>>>>>

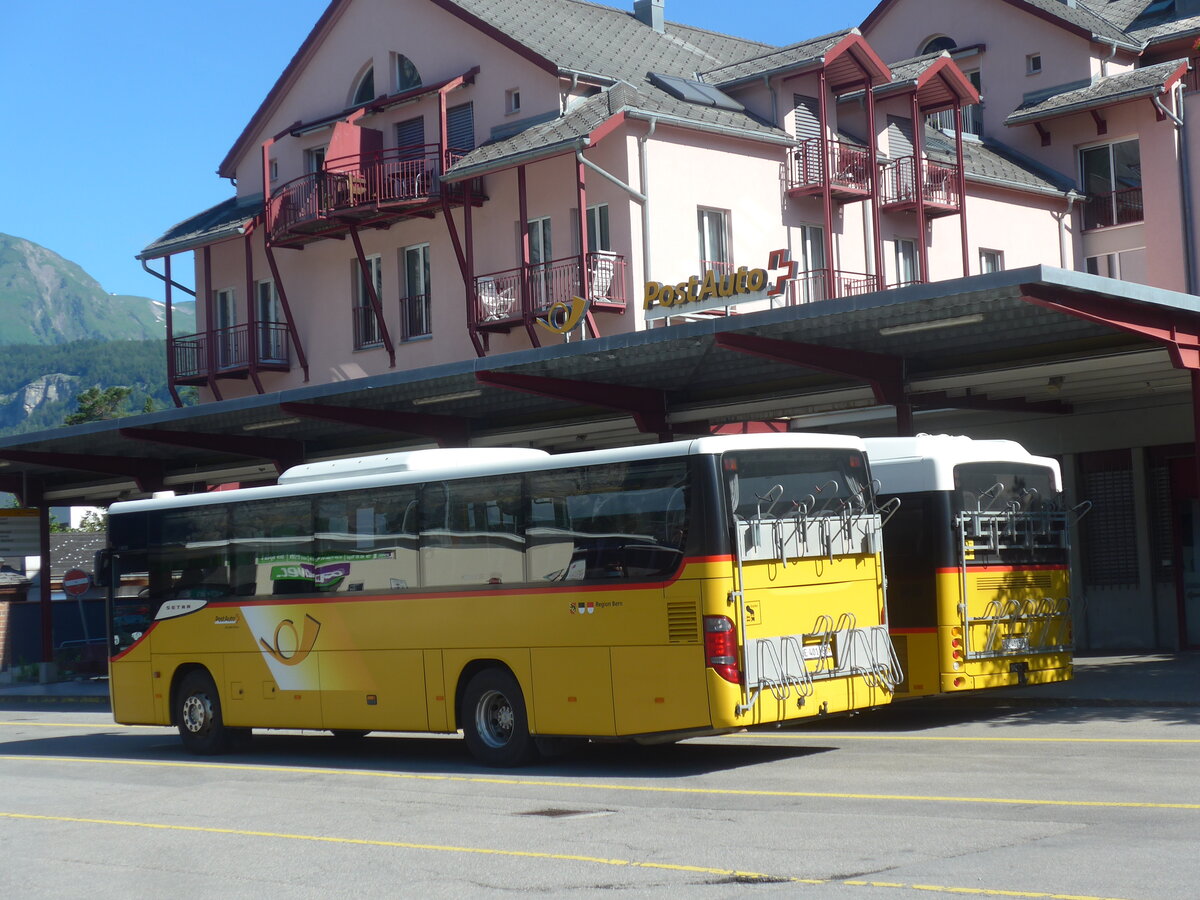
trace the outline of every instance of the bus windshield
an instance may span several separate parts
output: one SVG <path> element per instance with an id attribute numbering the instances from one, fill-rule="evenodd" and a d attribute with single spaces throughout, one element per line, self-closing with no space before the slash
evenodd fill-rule
<path id="1" fill-rule="evenodd" d="M 857 450 L 740 450 L 724 456 L 729 505 L 742 520 L 836 512 L 873 503 Z"/>

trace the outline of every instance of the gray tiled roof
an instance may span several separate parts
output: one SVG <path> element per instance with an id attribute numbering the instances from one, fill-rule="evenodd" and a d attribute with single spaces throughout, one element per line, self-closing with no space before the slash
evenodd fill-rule
<path id="1" fill-rule="evenodd" d="M 1082 28 L 1102 40 L 1116 41 L 1122 45 L 1138 44 L 1107 16 L 1096 11 L 1102 5 L 1100 3 L 1093 2 L 1085 5 L 1081 2 L 1075 6 L 1068 6 L 1063 0 L 1021 0 L 1021 2 L 1069 25 L 1074 25 L 1076 28 Z"/>
<path id="2" fill-rule="evenodd" d="M 949 59 L 950 54 L 945 50 L 939 50 L 936 53 L 926 53 L 922 56 L 914 56 L 911 59 L 902 59 L 899 62 L 888 63 L 888 68 L 892 70 L 891 83 L 884 85 L 877 93 L 886 93 L 889 88 L 915 82 L 921 77 L 922 72 L 942 57 Z"/>
<path id="3" fill-rule="evenodd" d="M 930 159 L 955 162 L 954 139 L 925 129 L 925 152 Z M 1075 187 L 1072 179 L 1048 169 L 999 141 L 963 141 L 963 168 L 968 181 L 998 184 L 1062 196 Z"/>
<path id="4" fill-rule="evenodd" d="M 1134 23 L 1129 33 L 1139 40 L 1153 44 L 1159 41 L 1170 40 L 1174 37 L 1195 34 L 1197 31 L 1200 31 L 1200 16 L 1186 16 L 1183 18 L 1172 18 L 1170 21 L 1156 20 L 1153 23 L 1148 22 L 1145 25 Z"/>
<path id="5" fill-rule="evenodd" d="M 1086 87 L 1064 90 L 1044 99 L 1023 103 L 1004 120 L 1004 124 L 1038 122 L 1055 116 L 1123 103 L 1138 97 L 1152 96 L 1162 90 L 1164 82 L 1172 72 L 1186 63 L 1185 59 L 1177 59 L 1122 72 L 1119 75 L 1097 78 Z"/>
<path id="6" fill-rule="evenodd" d="M 261 194 L 241 199 L 230 197 L 168 229 L 166 234 L 139 253 L 138 259 L 157 259 L 234 237 L 242 233 L 251 219 L 262 215 L 262 211 Z"/>
<path id="7" fill-rule="evenodd" d="M 584 0 L 454 0 L 454 5 L 562 69 L 635 84 L 650 70 L 691 78 L 771 49 L 675 22 L 660 34 L 626 10 Z"/>
<path id="8" fill-rule="evenodd" d="M 450 170 L 448 180 L 471 177 L 503 160 L 536 154 L 538 150 L 550 150 L 578 140 L 620 112 L 641 112 L 685 120 L 697 126 L 734 130 L 779 143 L 790 143 L 792 140 L 787 132 L 749 113 L 688 103 L 649 85 L 638 90 L 630 84 L 620 83 L 589 97 L 564 116 L 476 148 Z"/>
<path id="9" fill-rule="evenodd" d="M 1126 31 L 1152 2 L 1154 0 L 1080 0 L 1082 6 Z"/>
<path id="10" fill-rule="evenodd" d="M 789 69 L 803 65 L 806 62 L 819 60 L 830 49 L 843 40 L 847 35 L 859 34 L 857 28 L 846 28 L 833 34 L 822 35 L 811 40 L 790 44 L 787 47 L 772 49 L 767 53 L 701 72 L 701 77 L 709 84 L 718 86 L 734 84 L 746 78 L 761 77 L 780 69 Z"/>

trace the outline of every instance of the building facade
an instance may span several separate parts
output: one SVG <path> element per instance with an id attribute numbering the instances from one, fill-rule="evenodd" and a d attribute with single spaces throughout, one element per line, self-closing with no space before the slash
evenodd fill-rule
<path id="1" fill-rule="evenodd" d="M 1200 3 L 885 0 L 786 46 L 633 7 L 333 0 L 221 162 L 234 195 L 141 254 L 168 308 L 173 266 L 195 285 L 173 390 L 247 398 L 1033 265 L 1197 293 Z M 1102 402 L 1053 426 L 928 420 L 1062 457 L 1108 511 L 1080 542 L 1085 646 L 1200 644 L 1189 385 L 1163 384 L 1116 429 Z"/>

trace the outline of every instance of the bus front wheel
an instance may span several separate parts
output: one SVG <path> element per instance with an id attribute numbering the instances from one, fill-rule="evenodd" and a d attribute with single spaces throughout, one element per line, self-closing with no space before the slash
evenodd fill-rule
<path id="1" fill-rule="evenodd" d="M 221 718 L 221 698 L 207 672 L 189 672 L 179 685 L 175 721 L 183 748 L 189 753 L 212 756 L 230 749 L 233 735 Z"/>
<path id="2" fill-rule="evenodd" d="M 488 766 L 519 766 L 537 758 L 521 685 L 504 669 L 484 669 L 463 692 L 463 737 Z"/>

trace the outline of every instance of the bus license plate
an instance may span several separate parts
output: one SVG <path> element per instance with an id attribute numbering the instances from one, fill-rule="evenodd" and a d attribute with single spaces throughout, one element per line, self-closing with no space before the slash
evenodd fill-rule
<path id="1" fill-rule="evenodd" d="M 833 656 L 833 648 L 829 644 L 805 644 L 801 652 L 805 659 L 828 659 Z"/>
<path id="2" fill-rule="evenodd" d="M 1004 650 L 1008 653 L 1016 653 L 1018 651 L 1029 650 L 1029 638 L 1023 634 L 1016 634 L 1004 639 Z"/>

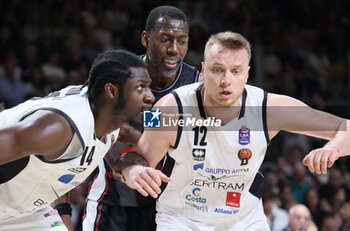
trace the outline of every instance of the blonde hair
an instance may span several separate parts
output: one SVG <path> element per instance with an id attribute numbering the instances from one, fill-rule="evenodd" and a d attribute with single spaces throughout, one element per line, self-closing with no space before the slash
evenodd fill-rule
<path id="1" fill-rule="evenodd" d="M 232 49 L 232 50 L 240 50 L 245 49 L 248 53 L 248 60 L 250 61 L 250 58 L 252 56 L 250 43 L 246 38 L 244 38 L 241 34 L 226 31 L 226 32 L 220 32 L 217 34 L 214 34 L 210 36 L 209 40 L 205 44 L 204 49 L 204 59 L 207 57 L 207 53 L 209 49 L 214 45 L 219 44 L 224 48 Z"/>

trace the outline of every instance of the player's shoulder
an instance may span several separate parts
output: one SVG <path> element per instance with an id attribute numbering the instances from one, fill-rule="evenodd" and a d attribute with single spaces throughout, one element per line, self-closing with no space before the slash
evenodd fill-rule
<path id="1" fill-rule="evenodd" d="M 182 62 L 183 64 L 183 68 L 188 70 L 188 71 L 192 71 L 192 72 L 197 72 L 197 68 L 195 68 L 194 66 L 188 64 L 188 63 L 185 63 L 185 62 Z"/>
<path id="2" fill-rule="evenodd" d="M 295 99 L 288 95 L 281 95 L 275 93 L 268 93 L 267 95 L 267 106 L 305 106 L 306 104 L 302 101 Z"/>
<path id="3" fill-rule="evenodd" d="M 187 84 L 198 81 L 199 71 L 194 66 L 191 66 L 190 64 L 182 62 L 180 71 L 181 71 L 181 74 L 180 74 L 181 80 L 187 81 Z"/>
<path id="4" fill-rule="evenodd" d="M 264 92 L 264 89 L 257 86 L 250 85 L 250 84 L 246 84 L 244 88 L 250 92 Z"/>
<path id="5" fill-rule="evenodd" d="M 174 90 L 175 94 L 177 95 L 192 95 L 194 94 L 199 88 L 203 86 L 203 82 L 195 82 L 188 85 L 181 86 Z"/>
<path id="6" fill-rule="evenodd" d="M 298 99 L 295 99 L 288 95 L 276 94 L 266 92 L 264 89 L 256 86 L 246 84 L 244 89 L 247 91 L 247 97 L 252 98 L 263 98 L 266 100 L 268 107 L 272 106 L 303 106 L 305 105 Z"/>
<path id="7" fill-rule="evenodd" d="M 168 106 L 176 106 L 177 101 L 175 95 L 173 93 L 166 94 L 162 98 L 160 98 L 157 103 L 153 106 L 153 108 L 158 107 L 168 107 Z"/>
<path id="8" fill-rule="evenodd" d="M 181 86 L 171 93 L 163 96 L 154 107 L 159 106 L 179 106 L 182 101 L 193 101 L 196 98 L 197 91 L 201 89 L 203 82 L 196 82 Z"/>

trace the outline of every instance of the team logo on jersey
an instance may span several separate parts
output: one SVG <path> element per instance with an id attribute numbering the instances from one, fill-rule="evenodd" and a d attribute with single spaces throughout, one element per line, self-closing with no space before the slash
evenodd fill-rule
<path id="1" fill-rule="evenodd" d="M 111 144 L 114 144 L 114 141 L 115 141 L 115 135 L 112 134 L 112 136 L 111 136 Z"/>
<path id="2" fill-rule="evenodd" d="M 73 185 L 75 187 L 77 187 L 78 185 L 80 185 L 80 182 L 79 181 L 73 181 L 70 183 L 70 185 Z"/>
<path id="3" fill-rule="evenodd" d="M 61 181 L 62 183 L 68 184 L 69 182 L 71 182 L 73 180 L 73 178 L 75 177 L 74 174 L 65 174 L 63 176 L 61 176 L 60 178 L 58 178 L 58 181 Z"/>
<path id="4" fill-rule="evenodd" d="M 222 208 L 215 208 L 214 213 L 222 213 L 222 214 L 235 214 L 237 213 L 239 210 L 235 209 L 235 210 L 228 210 L 228 209 L 222 209 Z"/>
<path id="5" fill-rule="evenodd" d="M 250 129 L 246 126 L 242 126 L 239 129 L 238 142 L 241 145 L 247 145 L 250 143 Z"/>
<path id="6" fill-rule="evenodd" d="M 242 148 L 238 151 L 238 158 L 241 160 L 241 166 L 247 165 L 248 160 L 252 157 L 252 151 L 248 148 Z"/>
<path id="7" fill-rule="evenodd" d="M 57 216 L 57 215 L 59 215 L 58 212 L 57 212 L 57 210 L 56 210 L 56 209 L 53 209 L 53 210 L 51 210 L 50 212 L 45 213 L 45 214 L 44 214 L 44 217 Z"/>
<path id="8" fill-rule="evenodd" d="M 76 167 L 76 168 L 69 168 L 68 171 L 71 171 L 73 173 L 79 174 L 86 170 L 86 168 L 83 167 Z"/>
<path id="9" fill-rule="evenodd" d="M 204 197 L 201 197 L 201 195 L 199 194 L 200 191 L 201 191 L 200 188 L 194 188 L 192 190 L 192 194 L 187 194 L 185 204 L 201 212 L 207 213 L 208 206 L 205 205 L 207 203 L 207 199 Z"/>
<path id="10" fill-rule="evenodd" d="M 203 174 L 200 174 L 200 173 L 197 173 L 197 174 L 199 176 L 201 176 L 202 178 L 207 178 L 209 181 L 218 181 L 218 180 L 221 180 L 221 179 L 237 177 L 237 175 L 223 175 L 223 176 L 216 177 L 215 175 L 203 175 Z"/>
<path id="11" fill-rule="evenodd" d="M 37 207 L 40 207 L 40 206 L 43 206 L 43 205 L 46 205 L 47 202 L 38 198 L 36 201 L 33 202 L 33 205 L 37 206 Z"/>
<path id="12" fill-rule="evenodd" d="M 143 111 L 143 127 L 144 128 L 160 128 L 160 117 L 162 112 L 157 110 Z"/>
<path id="13" fill-rule="evenodd" d="M 57 227 L 57 226 L 63 226 L 63 222 L 62 221 L 55 221 L 54 223 L 51 224 L 51 228 L 53 227 Z"/>
<path id="14" fill-rule="evenodd" d="M 194 188 L 192 190 L 192 194 L 186 195 L 186 200 L 194 203 L 201 203 L 201 204 L 207 203 L 207 199 L 204 197 L 201 197 L 201 194 L 199 194 L 200 191 L 201 191 L 200 188 Z"/>
<path id="15" fill-rule="evenodd" d="M 194 196 L 194 197 L 199 197 L 200 194 L 199 194 L 198 192 L 200 192 L 200 191 L 201 191 L 200 188 L 194 188 L 194 189 L 192 190 L 193 196 Z"/>
<path id="16" fill-rule="evenodd" d="M 226 194 L 226 206 L 239 208 L 241 206 L 241 193 L 227 192 Z"/>
<path id="17" fill-rule="evenodd" d="M 194 148 L 192 149 L 193 159 L 197 161 L 203 161 L 205 159 L 205 149 L 204 148 Z"/>
<path id="18" fill-rule="evenodd" d="M 200 163 L 200 164 L 195 164 L 193 165 L 193 170 L 196 171 L 197 169 L 203 169 L 204 168 L 204 163 Z"/>

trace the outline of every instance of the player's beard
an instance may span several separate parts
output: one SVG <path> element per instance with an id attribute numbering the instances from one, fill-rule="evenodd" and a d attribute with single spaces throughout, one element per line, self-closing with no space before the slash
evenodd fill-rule
<path id="1" fill-rule="evenodd" d="M 125 100 L 125 97 L 124 97 L 124 90 L 122 87 L 119 88 L 120 91 L 119 91 L 119 98 L 118 98 L 118 102 L 114 105 L 114 109 L 116 111 L 121 111 L 125 108 L 125 105 L 126 105 L 126 100 Z"/>
<path id="2" fill-rule="evenodd" d="M 179 67 L 180 67 L 180 65 L 177 64 L 176 67 L 173 68 L 172 70 L 163 70 L 162 66 L 164 64 L 162 63 L 162 60 L 161 59 L 154 59 L 151 52 L 149 54 L 149 59 L 151 60 L 151 62 L 153 63 L 153 65 L 155 66 L 157 71 L 165 78 L 171 78 L 174 75 L 176 75 L 176 73 L 177 73 L 177 71 L 179 70 Z"/>
<path id="3" fill-rule="evenodd" d="M 165 77 L 165 78 L 171 78 L 174 75 L 176 75 L 177 71 L 179 70 L 179 65 L 177 65 L 174 69 L 172 70 L 162 70 L 161 66 L 156 66 L 157 70 L 159 71 L 159 73 Z"/>
<path id="4" fill-rule="evenodd" d="M 122 111 L 125 110 L 126 107 L 126 100 L 123 94 L 123 91 L 120 92 L 120 98 L 118 99 L 118 102 L 115 104 L 114 106 L 114 110 L 116 111 L 116 113 L 121 113 Z M 135 126 L 137 126 L 137 124 L 139 124 L 140 126 L 142 126 L 142 113 L 141 110 L 137 111 L 137 113 L 135 115 L 131 115 L 128 118 L 126 118 L 126 121 L 129 124 L 135 124 Z"/>

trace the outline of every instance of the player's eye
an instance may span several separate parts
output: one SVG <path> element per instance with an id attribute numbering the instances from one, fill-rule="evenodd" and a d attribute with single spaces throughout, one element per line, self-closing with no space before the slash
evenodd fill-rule
<path id="1" fill-rule="evenodd" d="M 241 73 L 241 70 L 240 70 L 240 69 L 234 69 L 234 70 L 232 71 L 232 73 L 233 73 L 234 75 L 239 75 L 239 74 Z"/>
<path id="2" fill-rule="evenodd" d="M 214 67 L 213 71 L 218 73 L 218 72 L 221 72 L 222 69 L 220 67 Z"/>

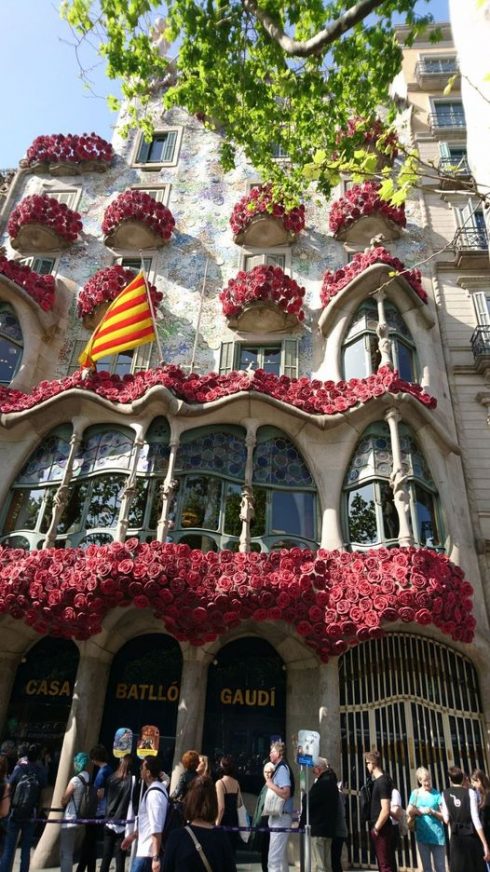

<<<<<

#### DIRECTIONS:
What is needed is an exact copy of only the lines from the line containing "trace the outline of every instance of the player's eye" through the last line of the entries, inclusive, without the pictures.

#### WRITTEN ANSWER:
trace the outline of every instance of the player's eye
an instance may span several separate parts
output: one SVG <path> element per instance with an id attribute numbering the instances from one, fill-rule="evenodd" and a d attribute with single spaces throughout, one element per line, self-closing with no space before the slash
evenodd fill-rule
<path id="1" fill-rule="evenodd" d="M 241 73 L 241 70 L 240 70 L 240 69 L 234 69 L 234 70 L 232 71 L 232 73 L 233 73 L 234 75 L 239 75 L 239 74 Z"/>
<path id="2" fill-rule="evenodd" d="M 214 67 L 213 71 L 218 73 L 218 72 L 221 72 L 222 69 L 220 67 Z"/>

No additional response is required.